• [TASK SET]:
1. Please answer these questions using the text on ecology adjustment.
(a) What does the text say humans lack that would otherwise insulate the body against cold?
(b) Besides socio-cultural features, which two variables does house form reflect?
(c) What produces heat inside the igloo?
2. Write the next part of the text on ecology adjustment, starting after its last sentence.

• [TEXT]:

Non-genetic factors in ecology adjustment

Behavioural Adjustments

Humans are biologically tropical, better equipped to survive in hot rather than cold climate. They do not possess thick layers of subcutaneous fat or thick fur which otherwise provide insulation to body against cold. Thus, a substantial portion of cold adaptation in this hostile climate is behavioural. Behavioural adjustments are cultural responses of humans to cope with environmental stresses. These adjustments are not inherited from one generation to the other. Hence, behavioural adjustment must be made by each generation as newborn infants learn their culture. It includes seeking shelter, using protective clothing, improving housing and other technologies.

Housing

A clear example of how culture permits people to survive in stressful habitats is housing. House form is a reflection of many variables, including the size of the household unit and availability of raw materials. It also reflects socio-cultural features such as religious beliefs, family and clan structure, social organisation, way of gaining a livelihood and social relations between individuals.

Environment plays a major role in the development of house type; its significance lies in areas under environmental stress, e.g. Igloo of the Eskimo. The igloo consists of a dome-shaped structure connected to the outside by a tunnel. It is made up of snow, which is an excellent insulator as it traps the air within itself. Heat is produced by a small seal-oil lamp within the structure. This melts the snow slightly during the day and refreezes at night, forming an icy reflective layer on the inner side. The reflective layers accompanied with the dome structure serve to reflect the heat throughout the igloo. Relatively little heat is lost to the outside since the dome shape minimizes the surface area from which heat can radiate. A long tunnel way helps to warm the air gradually as one enters the structure, and also block the entry of wind into the habitation area. Habitation structure is one aspect of a human technology. There are other aspects of technology also which enable human to survive in stressful environments including, for short periods of time, outer space.

• [RECORDS SHOWN]:
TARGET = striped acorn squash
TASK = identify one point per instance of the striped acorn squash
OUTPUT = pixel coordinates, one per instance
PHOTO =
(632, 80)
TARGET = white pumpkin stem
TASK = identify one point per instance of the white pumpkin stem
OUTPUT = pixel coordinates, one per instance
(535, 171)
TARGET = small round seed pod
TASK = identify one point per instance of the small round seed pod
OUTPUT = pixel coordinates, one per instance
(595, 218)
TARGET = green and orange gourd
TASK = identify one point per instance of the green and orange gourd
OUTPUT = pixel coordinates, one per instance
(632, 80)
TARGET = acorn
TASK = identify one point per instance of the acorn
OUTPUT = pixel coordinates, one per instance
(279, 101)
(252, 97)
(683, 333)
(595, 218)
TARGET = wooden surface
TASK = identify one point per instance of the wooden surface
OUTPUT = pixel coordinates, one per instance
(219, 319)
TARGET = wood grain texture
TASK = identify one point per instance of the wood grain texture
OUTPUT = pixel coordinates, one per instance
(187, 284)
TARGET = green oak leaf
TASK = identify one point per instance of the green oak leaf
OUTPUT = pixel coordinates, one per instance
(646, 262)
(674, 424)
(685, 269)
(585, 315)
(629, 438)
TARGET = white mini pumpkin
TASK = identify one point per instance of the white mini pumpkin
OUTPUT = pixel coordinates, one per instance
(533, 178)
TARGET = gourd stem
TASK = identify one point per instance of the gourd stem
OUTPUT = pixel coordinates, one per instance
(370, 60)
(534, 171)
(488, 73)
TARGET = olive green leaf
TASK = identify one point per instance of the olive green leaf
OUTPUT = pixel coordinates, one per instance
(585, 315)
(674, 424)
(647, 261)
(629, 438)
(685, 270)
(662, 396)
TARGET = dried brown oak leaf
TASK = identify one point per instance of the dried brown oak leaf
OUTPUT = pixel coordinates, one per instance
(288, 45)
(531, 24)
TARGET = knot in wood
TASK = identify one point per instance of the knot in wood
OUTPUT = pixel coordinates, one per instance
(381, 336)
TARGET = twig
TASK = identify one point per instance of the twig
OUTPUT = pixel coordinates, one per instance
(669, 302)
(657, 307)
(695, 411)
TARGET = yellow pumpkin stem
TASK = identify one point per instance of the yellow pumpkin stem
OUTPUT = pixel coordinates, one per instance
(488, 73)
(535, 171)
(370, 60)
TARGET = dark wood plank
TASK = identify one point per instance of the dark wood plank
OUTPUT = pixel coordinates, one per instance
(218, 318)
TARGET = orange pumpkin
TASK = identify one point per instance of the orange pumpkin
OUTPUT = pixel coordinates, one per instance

==

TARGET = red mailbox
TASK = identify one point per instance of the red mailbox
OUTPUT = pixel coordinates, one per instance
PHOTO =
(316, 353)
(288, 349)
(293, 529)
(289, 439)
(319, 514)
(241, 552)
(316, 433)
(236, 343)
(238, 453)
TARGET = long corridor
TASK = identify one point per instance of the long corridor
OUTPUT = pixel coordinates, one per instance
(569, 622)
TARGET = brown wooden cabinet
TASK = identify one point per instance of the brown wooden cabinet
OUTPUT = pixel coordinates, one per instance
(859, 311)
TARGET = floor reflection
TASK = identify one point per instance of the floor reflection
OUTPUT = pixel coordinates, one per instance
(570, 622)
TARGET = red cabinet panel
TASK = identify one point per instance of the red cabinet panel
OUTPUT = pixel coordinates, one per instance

* * *

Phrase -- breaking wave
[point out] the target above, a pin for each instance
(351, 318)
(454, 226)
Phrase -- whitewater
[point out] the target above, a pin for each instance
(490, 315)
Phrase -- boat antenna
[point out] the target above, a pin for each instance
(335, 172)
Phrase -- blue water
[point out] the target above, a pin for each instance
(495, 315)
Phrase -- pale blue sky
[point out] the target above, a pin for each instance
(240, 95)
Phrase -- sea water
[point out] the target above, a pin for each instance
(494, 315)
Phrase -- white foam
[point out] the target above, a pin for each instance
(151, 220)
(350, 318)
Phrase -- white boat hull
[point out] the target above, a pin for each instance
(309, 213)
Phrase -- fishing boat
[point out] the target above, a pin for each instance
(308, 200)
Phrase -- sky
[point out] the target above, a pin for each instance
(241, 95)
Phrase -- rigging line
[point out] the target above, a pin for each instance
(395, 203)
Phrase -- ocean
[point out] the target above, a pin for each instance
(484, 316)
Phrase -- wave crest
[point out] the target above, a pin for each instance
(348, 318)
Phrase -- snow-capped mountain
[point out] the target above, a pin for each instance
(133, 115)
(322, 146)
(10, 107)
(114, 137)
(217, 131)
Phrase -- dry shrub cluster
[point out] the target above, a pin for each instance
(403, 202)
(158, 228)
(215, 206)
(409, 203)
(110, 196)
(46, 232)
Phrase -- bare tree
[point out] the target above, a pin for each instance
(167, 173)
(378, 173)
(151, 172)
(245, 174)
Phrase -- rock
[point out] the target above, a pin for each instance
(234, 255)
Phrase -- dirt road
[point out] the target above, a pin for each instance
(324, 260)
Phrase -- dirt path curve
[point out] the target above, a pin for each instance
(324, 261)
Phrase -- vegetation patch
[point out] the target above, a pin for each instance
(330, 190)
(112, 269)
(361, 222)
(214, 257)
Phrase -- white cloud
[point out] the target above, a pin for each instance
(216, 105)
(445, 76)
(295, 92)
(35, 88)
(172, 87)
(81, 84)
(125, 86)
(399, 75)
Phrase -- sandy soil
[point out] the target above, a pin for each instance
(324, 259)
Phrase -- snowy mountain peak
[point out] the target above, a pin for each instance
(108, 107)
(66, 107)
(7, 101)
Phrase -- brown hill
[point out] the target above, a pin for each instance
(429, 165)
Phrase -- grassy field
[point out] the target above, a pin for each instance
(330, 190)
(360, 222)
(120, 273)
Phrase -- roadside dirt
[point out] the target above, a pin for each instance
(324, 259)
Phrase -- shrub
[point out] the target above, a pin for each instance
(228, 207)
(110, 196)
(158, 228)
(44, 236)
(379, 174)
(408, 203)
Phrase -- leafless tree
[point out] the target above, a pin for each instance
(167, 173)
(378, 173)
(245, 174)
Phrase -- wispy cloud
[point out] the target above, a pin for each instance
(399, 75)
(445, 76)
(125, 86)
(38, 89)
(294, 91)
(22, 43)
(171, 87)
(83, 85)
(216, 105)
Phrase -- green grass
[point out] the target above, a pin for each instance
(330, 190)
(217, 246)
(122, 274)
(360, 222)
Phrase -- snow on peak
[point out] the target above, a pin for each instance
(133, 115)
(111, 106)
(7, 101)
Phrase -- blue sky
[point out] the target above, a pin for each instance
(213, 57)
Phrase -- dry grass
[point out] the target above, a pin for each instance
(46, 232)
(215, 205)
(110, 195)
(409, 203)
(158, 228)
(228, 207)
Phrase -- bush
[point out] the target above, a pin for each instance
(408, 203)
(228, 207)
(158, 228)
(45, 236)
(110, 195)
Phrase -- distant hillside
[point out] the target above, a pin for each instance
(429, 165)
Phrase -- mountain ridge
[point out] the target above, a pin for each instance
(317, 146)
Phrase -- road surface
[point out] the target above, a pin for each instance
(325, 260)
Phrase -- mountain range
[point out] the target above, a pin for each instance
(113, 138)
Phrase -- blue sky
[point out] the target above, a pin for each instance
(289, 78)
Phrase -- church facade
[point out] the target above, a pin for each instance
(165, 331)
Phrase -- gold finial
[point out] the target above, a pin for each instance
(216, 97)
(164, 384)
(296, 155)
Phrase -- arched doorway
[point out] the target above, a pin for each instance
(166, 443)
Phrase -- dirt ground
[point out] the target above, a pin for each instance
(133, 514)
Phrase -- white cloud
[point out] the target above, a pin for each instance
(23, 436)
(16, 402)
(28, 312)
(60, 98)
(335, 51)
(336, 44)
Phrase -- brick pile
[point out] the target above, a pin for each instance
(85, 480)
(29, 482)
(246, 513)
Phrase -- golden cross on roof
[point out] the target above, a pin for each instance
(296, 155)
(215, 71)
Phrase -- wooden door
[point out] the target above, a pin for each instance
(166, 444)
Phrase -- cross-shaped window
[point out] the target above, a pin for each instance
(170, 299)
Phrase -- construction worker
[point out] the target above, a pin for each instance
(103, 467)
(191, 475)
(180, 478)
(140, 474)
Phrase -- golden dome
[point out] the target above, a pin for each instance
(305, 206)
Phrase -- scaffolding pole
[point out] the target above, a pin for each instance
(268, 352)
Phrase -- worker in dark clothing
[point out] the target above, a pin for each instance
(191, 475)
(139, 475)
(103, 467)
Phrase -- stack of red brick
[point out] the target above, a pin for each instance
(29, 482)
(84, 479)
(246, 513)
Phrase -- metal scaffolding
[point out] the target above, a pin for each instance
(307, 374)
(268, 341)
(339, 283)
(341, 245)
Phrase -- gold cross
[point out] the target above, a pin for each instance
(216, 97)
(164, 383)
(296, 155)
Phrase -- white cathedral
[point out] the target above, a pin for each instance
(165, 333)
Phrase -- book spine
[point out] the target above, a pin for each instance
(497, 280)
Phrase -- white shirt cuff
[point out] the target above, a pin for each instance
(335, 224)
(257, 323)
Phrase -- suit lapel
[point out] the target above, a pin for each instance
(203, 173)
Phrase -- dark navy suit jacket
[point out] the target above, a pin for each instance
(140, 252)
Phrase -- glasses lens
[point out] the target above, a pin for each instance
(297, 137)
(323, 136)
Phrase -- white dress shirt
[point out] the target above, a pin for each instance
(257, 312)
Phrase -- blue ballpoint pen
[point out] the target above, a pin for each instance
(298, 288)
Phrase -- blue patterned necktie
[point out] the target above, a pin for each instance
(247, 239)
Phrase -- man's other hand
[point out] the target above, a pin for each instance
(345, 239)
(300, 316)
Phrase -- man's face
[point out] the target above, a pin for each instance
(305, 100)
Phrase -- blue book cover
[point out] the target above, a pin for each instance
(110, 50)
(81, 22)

• [ANSWER SECTION]:
1.
(a) Thick layers of subcutaneous fat or thick fur.
(b) The size of the household unit and the availability of raw materials.
(c) A small seal-oil lamp.

2.
Social Response

In addition behavioural adaptation humans adjust their social organisation to their environments. For instance, Eskimos, living in extremely harsh environments use a number of strategies to reduce environmental stress. Anthropologist Knud Rasmussen during a trip to King William Island discovered that in a sample of eighteen marriages, 38 out of 96 female infants born were put to death. This strategy of female infanticide is practiced by the Netsilik Eskimos to increase the ratio of males to females. Such numerical balance between the sexes reduces stress of male hunters to support unproductive members of society. Also, in the harsh northern environments females are considered to have less survivability than males. People in these habitats also practice suicide, invalidicide, and senilicide in crisis situations. Infanticide is usually an extreme response to extreme conditions, although it has been practiced in a wide variety of human societies. All human societies in some way adjust economic, political, social, religious, and other aspects of their social systems to the environmental conditions. This socio-cultural flexibility, in part, allows humans to exist in so many habitats.

Cultural adaptation to heat

It pertains to the creation and maintenance of favorable environmental conditions near the individual – microclimate, different from those in the general area. The ideal microclimate involves lowered skin temperature, a vapour pressure gradient favoring evaporative heat loss, and protection from conductive, convective and radiation heat gain. It is within the extrasomatic zone that behavioural and social adaptations play a major role by maintaining a favorable microclimate within a larger and more stressful macroenvironment. (Hanna, 1983).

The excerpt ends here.